Archive for October, 2011

Add a border to a photo in Lightroom

Many people like a border around their photos. The way to do this isn’t obvious in Lightroom, because there’s no border option when you export photos. One trick is to do it through the Print module. Here’s how:

  1. In the Library module, select the photo you want to have a border, then switch to the Print module.
  2. In the Template Browser on the left side of the application, select a Single Image template the correlates to the size you want the photo to be, such as 4 x 6 or 8 x 10.
  3. In the Image Settings panel on the right side of the application, select Stroke Border. Specify a Width of the desired size (such as 10 points) and click the color swatch to choose a color, such as white.
  4. In the Print Job panel, choose Print To > JPEG File. Specify the resolution and other options (sharpening, JPEG quality, etc.).
  5. Click Print to File.

■ Requests:
1 > Reproduce the stretch of the Lightroom border instructions above from "Archive for October, 2011" through "6 or 8 x 10.".
2 > According to the Lightroom border instructions above, which module provides the workaround for adding a border?

■ Supplied entries:

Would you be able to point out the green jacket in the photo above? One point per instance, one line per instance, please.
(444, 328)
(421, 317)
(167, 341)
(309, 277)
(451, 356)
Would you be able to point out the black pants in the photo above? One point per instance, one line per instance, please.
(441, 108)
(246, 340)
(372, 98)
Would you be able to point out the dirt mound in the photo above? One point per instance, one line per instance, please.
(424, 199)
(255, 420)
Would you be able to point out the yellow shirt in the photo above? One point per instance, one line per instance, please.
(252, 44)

==

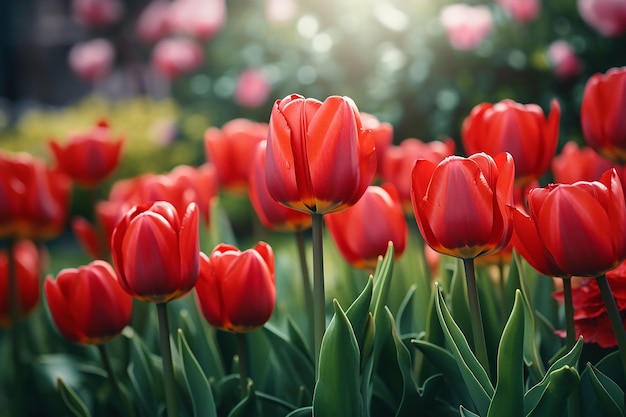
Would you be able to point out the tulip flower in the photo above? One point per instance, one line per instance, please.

■ Responses to the exercise:
1 >
Archive for October, 2011

Add a border to a photo in Lightroom

Many people like a border around their photos. The way to do this isn’t obvious in Lightroom, because there’s no border option when you export photos. One trick is to do it through the Print module. Here’s how:

  1. In the Library module, select the photo you want to have a border, then switch to the Print module.
  2. In the Template Browser on the left side of the application, select a Single Image template the correlates to the size you want the photo to be, such as 4 x 6 or 8 x 10.

2 > The Print module.